=== MATERIAL TO PROCESS ===
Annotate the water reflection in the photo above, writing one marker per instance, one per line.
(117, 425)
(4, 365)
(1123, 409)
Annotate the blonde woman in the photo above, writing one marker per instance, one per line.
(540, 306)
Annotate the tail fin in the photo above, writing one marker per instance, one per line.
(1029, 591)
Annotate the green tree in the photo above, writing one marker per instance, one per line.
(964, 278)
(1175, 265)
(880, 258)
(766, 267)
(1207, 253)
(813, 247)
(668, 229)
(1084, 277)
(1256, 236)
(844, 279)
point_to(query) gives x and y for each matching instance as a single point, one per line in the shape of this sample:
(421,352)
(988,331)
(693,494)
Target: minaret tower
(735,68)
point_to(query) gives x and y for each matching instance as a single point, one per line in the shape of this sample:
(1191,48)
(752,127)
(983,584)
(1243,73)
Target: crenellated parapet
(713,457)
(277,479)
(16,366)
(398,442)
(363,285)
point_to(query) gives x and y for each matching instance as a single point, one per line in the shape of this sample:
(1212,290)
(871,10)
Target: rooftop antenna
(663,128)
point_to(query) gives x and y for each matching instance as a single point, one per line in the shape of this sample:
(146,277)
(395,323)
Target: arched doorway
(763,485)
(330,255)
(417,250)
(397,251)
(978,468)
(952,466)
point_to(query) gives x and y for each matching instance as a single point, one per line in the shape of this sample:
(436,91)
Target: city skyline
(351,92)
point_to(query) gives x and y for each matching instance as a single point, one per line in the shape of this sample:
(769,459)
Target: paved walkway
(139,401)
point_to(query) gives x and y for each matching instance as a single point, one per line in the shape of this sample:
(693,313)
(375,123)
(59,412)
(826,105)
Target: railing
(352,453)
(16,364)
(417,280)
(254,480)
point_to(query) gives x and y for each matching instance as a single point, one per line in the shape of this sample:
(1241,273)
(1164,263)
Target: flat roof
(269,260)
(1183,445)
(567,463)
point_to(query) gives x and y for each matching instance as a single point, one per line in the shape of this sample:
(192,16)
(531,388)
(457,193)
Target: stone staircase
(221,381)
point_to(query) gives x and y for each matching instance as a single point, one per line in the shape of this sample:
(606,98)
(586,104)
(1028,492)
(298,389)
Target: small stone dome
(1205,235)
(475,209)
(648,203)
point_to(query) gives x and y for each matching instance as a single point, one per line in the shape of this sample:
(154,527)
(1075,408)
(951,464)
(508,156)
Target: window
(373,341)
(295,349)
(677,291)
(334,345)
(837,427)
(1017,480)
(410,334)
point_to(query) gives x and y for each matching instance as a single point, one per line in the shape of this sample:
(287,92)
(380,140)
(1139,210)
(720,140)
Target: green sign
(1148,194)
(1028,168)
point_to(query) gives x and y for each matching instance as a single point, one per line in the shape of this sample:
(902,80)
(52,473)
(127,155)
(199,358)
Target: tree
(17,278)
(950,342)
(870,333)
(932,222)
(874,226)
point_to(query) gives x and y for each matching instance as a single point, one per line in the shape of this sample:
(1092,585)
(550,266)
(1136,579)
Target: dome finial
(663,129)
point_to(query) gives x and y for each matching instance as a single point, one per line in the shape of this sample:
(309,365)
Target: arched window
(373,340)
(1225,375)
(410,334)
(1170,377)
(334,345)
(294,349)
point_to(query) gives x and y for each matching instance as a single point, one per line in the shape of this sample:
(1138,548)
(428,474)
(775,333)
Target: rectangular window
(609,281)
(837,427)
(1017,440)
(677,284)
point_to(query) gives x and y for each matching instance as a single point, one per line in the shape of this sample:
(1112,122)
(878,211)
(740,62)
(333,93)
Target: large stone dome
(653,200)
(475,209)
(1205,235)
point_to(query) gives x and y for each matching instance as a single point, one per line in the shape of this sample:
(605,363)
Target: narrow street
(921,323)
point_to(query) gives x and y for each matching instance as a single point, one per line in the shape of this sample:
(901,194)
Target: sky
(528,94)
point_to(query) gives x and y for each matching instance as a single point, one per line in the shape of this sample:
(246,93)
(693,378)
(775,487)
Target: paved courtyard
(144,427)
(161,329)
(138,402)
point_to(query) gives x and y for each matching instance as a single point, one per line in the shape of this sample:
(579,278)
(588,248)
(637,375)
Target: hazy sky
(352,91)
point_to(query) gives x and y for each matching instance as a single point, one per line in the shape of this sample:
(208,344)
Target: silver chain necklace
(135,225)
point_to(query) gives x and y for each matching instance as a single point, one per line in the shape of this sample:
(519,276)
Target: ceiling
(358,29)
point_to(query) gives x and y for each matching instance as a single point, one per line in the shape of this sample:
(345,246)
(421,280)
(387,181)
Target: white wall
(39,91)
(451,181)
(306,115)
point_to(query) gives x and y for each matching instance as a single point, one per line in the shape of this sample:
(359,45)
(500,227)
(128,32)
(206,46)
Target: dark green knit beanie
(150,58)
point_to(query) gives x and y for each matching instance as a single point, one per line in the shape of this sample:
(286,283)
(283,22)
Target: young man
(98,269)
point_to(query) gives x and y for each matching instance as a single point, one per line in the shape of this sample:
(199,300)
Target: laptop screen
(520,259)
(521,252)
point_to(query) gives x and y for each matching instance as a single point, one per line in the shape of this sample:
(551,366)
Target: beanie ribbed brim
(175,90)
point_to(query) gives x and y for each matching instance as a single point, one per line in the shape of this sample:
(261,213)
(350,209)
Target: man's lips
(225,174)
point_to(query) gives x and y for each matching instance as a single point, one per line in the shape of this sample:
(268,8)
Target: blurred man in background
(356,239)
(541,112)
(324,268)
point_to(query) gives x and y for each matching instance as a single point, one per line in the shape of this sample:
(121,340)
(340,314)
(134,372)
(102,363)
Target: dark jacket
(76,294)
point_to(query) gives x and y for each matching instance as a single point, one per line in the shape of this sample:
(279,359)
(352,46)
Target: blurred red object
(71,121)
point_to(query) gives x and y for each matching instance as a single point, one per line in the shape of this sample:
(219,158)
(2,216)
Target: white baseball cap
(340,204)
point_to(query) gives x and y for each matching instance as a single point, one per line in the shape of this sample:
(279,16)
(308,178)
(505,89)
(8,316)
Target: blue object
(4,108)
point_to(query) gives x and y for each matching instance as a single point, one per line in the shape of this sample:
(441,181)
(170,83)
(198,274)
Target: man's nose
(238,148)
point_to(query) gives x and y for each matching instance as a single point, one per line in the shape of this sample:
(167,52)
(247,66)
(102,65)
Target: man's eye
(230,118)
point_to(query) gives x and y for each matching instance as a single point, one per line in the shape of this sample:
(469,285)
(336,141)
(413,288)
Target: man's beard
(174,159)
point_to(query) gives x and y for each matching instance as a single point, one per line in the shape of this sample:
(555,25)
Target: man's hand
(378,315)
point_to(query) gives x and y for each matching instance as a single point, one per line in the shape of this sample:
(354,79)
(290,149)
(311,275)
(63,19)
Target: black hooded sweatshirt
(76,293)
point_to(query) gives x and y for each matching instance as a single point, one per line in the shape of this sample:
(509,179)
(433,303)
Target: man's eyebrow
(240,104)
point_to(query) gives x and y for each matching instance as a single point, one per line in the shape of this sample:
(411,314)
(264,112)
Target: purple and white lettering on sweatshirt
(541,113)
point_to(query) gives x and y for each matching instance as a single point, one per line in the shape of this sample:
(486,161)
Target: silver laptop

=== DIRECTION ===
Copy out each line exactly as written.

=== WRITTEN SOLUTION ===
Annotate the water reflection in the photo above, writing one marker per instance, one per line.
(117, 425)
(4, 365)
(1123, 409)
Annotate the blonde woman in the photo above, writing one marker per instance, one per line.
(540, 306)
Annotate the tail fin in the photo above, writing one marker per instance, one per line.
(1029, 591)
Annotate the green tree in the photo above, writing one marker per instance, one per line.
(964, 278)
(1175, 265)
(880, 258)
(766, 267)
(1207, 253)
(813, 247)
(668, 229)
(1084, 277)
(1256, 236)
(844, 279)
point_to(query) gives x and y for each matching instance as a single point, one per line in the shape of this sample:
(421,352)
(988,331)
(693,494)
Target: minaret tower
(735,68)
point_to(query) gives x and y for each matching instance as a single point, one per line in the shape of this sample:
(1191,48)
(752,127)
(983,584)
(1243,73)
Target: crenellated parapet
(713,457)
(277,479)
(16,366)
(398,442)
(363,285)
point_to(query) gives x and y for each matching instance as a single point, one per line in the shape of this sample:
(1212,290)
(871,10)
Target: rooftop antenna
(663,128)
point_to(query) gives x and y for each matching instance as a single point, one per line in the shape of this sample:
(146,277)
(395,323)
Target: arched doorway
(763,485)
(330,255)
(417,250)
(397,251)
(978,468)
(952,466)
point_to(query) gives x and y for each matching instance as a single point, one per line in the shape of this sample:
(436,91)
Target: city skyline
(351,92)
point_to(query) gives x and y for each matching instance as a single point, one per line in the shape of this sample:
(769,459)
Target: paved walkway
(139,401)
point_to(query) gives x and y for each matching instance as a single point, one per line in the shape of this sample:
(693,313)
(375,123)
(59,412)
(826,105)
Target: railing
(352,453)
(16,364)
(417,280)
(254,480)
point_to(query) gives x and y for each matching instance as a single point, one per line in the shape of this sample:
(1241,273)
(1164,263)
Target: flat roof
(269,260)
(1183,445)
(567,463)
point_to(query) gives x and y for each matching instance as a single point, one per line in the shape of this sample:
(192,16)
(531,388)
(457,193)
Target: stone staircase
(221,381)
point_to(query) gives x and y for each matching instance as a single point, one per line in the shape of this sample:
(606,98)
(586,104)
(1028,492)
(298,389)
Target: small stone dome
(1205,235)
(475,209)
(648,203)
point_to(query) gives x and y for each matching instance as a single point, one per line in the shape of this sample:
(154,527)
(1075,408)
(951,464)
(508,156)
Target: window
(373,341)
(295,349)
(677,291)
(334,345)
(837,427)
(1017,480)
(410,334)
point_to(query) gives x and y for each matching instance as a single point, one per line in the shape of this sample:
(287,92)
(380,140)
(1139,210)
(720,140)
Target: green sign
(1148,194)
(1028,168)
point_to(query) gives x and y for each matching instance as a single point, one per line in the shape of this sample:
(902,80)
(52,473)
(127,155)
(199,358)
Target: tree
(17,278)
(950,342)
(870,333)
(932,222)
(874,226)
point_to(query) gives x and y for each matching instance as a single point, one per line in the shape of this sample:
(1092,585)
(550,266)
(1136,579)
Target: dome finial
(663,129)
point_to(query) gives x and y for each matching instance as a single point, one per line in the shape of this sample:
(309,365)
Target: arched window
(373,340)
(1225,375)
(410,334)
(1170,377)
(334,345)
(294,349)
point_to(query) gives x and y for each matching instance as a single point, one per line in the shape of this sample:
(1138,548)
(428,474)
(775,333)
Target: rectangular window
(609,281)
(837,427)
(1017,440)
(677,284)
point_to(query) gives x and y for each matching instance as a single point, one per line in the shape of this sample:
(1112,122)
(878,211)
(740,62)
(333,93)
Target: large stone dome
(653,200)
(475,209)
(1205,235)
point_to(query) gives x and y for each matching instance as a single point, one per line in the shape of this sample:
(605,363)
Target: narrow street
(921,323)
point_to(query) gives x and y for each matching instance as a single point, one per line in the shape of this sample:
(901,194)
Target: sky
(528,94)
point_to(query) gives x and y for each matching instance as a single point, one per line in the shape of this sample:
(246,93)
(693,378)
(775,487)
Target: paved courtyard
(144,427)
(161,329)
(138,402)
point_to(query) gives x and y for each matching instance as a single point, one per line in the shape of this sample:
(579,278)
(588,248)
(637,375)
Target: hazy sky
(352,91)
point_to(query) gives x and y for each matching instance as a single point, one per line in the shape of this sample:
(208,344)
Target: silver chain necklace
(135,225)
point_to(query) gives x and y for each matching instance as a single point, one per line in the shape of this sample:
(519,276)
Target: ceiling
(358,29)
point_to(query) gives x and y for each matching instance as a single point, one per line in the shape of this sample:
(345,246)
(421,280)
(387,181)
Target: white wall
(39,91)
(451,181)
(306,115)
point_to(query) gives x and y for each matching instance as a single point, one per line in the shape of this sample:
(359,45)
(500,227)
(128,32)
(206,46)
Target: dark green knit beanie
(150,58)
point_to(query) gives x and y for each matching instance as a single point, one per line in the shape of this sample:
(286,283)
(283,22)
Target: young man
(98,269)
point_to(query) gives x and y for each matching instance as a single point, one per line in the shape of this sample:
(199,300)
Target: laptop screen
(520,259)
(521,252)
point_to(query) gives x and y for each matching instance as a single point, one per line in the shape of this sample:
(551,366)
Target: beanie ribbed brim
(175,90)
point_to(query) gives x and y for each matching instance as a single point, one per line in the shape of this sample:
(261,213)
(350,209)
Target: man's lips
(225,174)
point_to(query) gives x and y for each matching instance as a single point, one per line in the shape of this sample:
(268,8)
Target: blurred man in background
(356,239)
(541,112)
(324,268)
point_to(query) gives x and y for each matching instance as a single point, one per line in the shape of this sample:
(121,340)
(340,314)
(134,372)
(102,363)
Target: dark jacket
(76,294)
point_to(query) gives x and y for each matching instance as a single point, one per line in the shape of this sample:
(279,359)
(352,46)
Target: blurred red object
(71,121)
point_to(query) gives x and y for each matching instance as a single point, one per line in the shape of this sample:
(219,158)
(2,216)
Target: white baseball cap
(340,204)
point_to(query) gives x and y for each matching instance as a single point, one per line in the shape of this sample:
(279,16)
(308,178)
(505,89)
(8,316)
Target: blue object
(4,108)
point_to(query) gives x and y for each matching instance as a single point, one per line in the shape of this sample:
(441,181)
(170,83)
(198,274)
Target: man's nose
(238,148)
point_to(query) gives x and y for each matching instance as a single point, one per line in the shape of this sample:
(167,52)
(247,66)
(102,65)
Target: man's eye
(230,118)
point_to(query) gives x and y for each matching instance as a single point, one per line in the shape of this sample:
(469,285)
(336,141)
(413,288)
Target: man's beard
(174,159)
point_to(query) gives x and y for each matching instance as a single point, one per line in the shape of this sample:
(555,25)
Target: man's hand
(378,315)
point_to(query) gives x and y for each matching instance as a single point, one per line in the shape of this sample:
(354,79)
(290,149)
(311,275)
(63,19)
Target: black hooded sweatshirt
(76,293)
point_to(query) gives x and y for each matching instance as a single point, one per line in the shape of this sample:
(509,179)
(433,303)
Target: man's eyebrow
(240,104)
point_to(query) gives x and y for each matching instance as a single point, one per line in the shape of this sample:
(411,314)
(264,112)
Target: purple and white lettering on sweatshirt
(541,113)
point_to(query) gives x and y for each matching instance as a single point, one per line in the shape of this sample:
(486,161)
Target: silver laptop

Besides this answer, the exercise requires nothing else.